> Estratto del testo:
DI TRUMAN BURBANK
ComeDonChisciotte
Esce oggi (8 settembre) sul Venerdì di Repubblica un articolo di Vittorio Zucconi, il quale, commemorando l’11 settembre, fa il paio con la trasmissione analoga di RaiUno di qualche giorno fa (I Misteri dell’11 settembre ).
In ambedue i casi l’obiettivo principale sembra essere quello di mettere in ridicolo i cosiddetti “complottisti”, termine con cui si assimilano tutte le persone che non vogliono inghiottire il pastone preconfezionato delle “verità” ufficiali sull’11 settembre. A solo titolo di esempio, in questa categoria si trovano quanti reputano incredibile che nell’attentato alle Torri gemelle sia rimasto intatto il passaporto di un cosiddetto terrorista, ma non si trovino le scatole nere degli aerei. (Si parlò per breve tempo del ritrovamento di alcune scatole nere, ma poi non ci sono state notizie).

> Consegna 1:
Elenca i giornali, le reti televisive e le trasmissioni citati nel corpo dell'articolo sull'11 settembre, senza contare le righe d'intestazione.
> Consegna 2:
Prosegui l'articolo sull'11 settembre a partire dalla frase conclusiva sulle scatole nere.

> Materiale fornito:

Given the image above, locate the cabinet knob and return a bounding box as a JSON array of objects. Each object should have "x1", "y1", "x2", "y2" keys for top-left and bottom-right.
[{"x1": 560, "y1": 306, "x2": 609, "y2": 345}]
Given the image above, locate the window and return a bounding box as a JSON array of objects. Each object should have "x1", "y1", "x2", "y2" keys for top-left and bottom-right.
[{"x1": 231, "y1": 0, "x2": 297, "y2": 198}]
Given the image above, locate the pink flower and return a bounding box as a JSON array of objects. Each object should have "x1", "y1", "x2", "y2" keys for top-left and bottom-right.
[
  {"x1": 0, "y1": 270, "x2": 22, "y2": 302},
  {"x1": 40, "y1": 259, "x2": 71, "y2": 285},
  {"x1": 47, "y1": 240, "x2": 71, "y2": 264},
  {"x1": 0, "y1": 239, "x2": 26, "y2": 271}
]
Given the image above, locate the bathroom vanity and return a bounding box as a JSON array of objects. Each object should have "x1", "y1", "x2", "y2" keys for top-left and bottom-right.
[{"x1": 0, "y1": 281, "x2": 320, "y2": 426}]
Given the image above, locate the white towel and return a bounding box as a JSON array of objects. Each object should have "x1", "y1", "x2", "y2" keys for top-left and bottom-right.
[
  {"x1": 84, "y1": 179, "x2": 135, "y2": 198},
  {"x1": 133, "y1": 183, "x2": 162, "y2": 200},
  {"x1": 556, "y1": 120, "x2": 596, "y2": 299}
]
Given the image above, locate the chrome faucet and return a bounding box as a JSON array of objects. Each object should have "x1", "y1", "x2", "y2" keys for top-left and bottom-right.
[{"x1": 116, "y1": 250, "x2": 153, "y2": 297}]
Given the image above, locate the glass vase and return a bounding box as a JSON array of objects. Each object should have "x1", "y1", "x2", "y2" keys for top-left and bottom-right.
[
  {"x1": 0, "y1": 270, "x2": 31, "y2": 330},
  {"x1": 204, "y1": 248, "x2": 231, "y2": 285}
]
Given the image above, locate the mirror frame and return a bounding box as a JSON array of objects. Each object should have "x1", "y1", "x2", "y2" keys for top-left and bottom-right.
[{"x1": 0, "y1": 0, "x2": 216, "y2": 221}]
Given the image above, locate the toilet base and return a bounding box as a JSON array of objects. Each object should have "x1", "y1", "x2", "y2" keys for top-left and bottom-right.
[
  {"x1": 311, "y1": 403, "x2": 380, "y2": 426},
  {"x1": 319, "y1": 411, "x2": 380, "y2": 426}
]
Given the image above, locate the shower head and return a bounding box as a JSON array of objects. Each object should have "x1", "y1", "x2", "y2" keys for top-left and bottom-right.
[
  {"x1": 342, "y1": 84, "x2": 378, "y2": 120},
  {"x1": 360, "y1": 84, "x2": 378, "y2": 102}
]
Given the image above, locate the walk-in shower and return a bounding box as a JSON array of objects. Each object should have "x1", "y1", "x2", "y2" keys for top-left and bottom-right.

> Risposta 1:
Venerdì di Repubblica
RaiUno
I Misteri dell'11 settembre

> Risposta 2:
Vale la pena di notare come il termine “complottista” sia stato probabilmente inventato ad hoc da Daniel Pipes per screditare i sospettosi, ma sicuramente venga usato in tale senso (vedi Daniel Pipes, esperto dell’odio).
In una situazione in cui molte persone mentono e sono presenti molti aspetti misteriosi può essere il caso di partire dai principi della conoscenza. L’epistemologia, la disciplina che studia i metodi e le procedure della conoscenza scientifica spingerebbe a dubitare di tutto ciò che non è verificato. La natura è spesso gelosa dei suoi segreti e l’investigatore naturale non dovrebbe dar niente per scontato.
Per studiare gli eventi naturali bisogna analizzare attentamente i segni, ipotizzare una soluzione, verificare con l’uso di strumenti scientifici e cambiare strada se le verifiche sono negative. (In senso popperiano si tenta di falsificare l’ipotesi).
L’intuito è spesso fondamentale per evitare di percorrere troppe strade false prima di giungere a quella giusta. In mancanza di intuito si rischia di non trovare la soluzione.
In tutti i casi l’intuito funziona solo se è aiutato dal duro lavoro di routine.
Ma senza una mentalità in qualche modo trasversale, cioè disposta a seguire i percorsi mentali poco diffusi, i risultati sono di basso livello.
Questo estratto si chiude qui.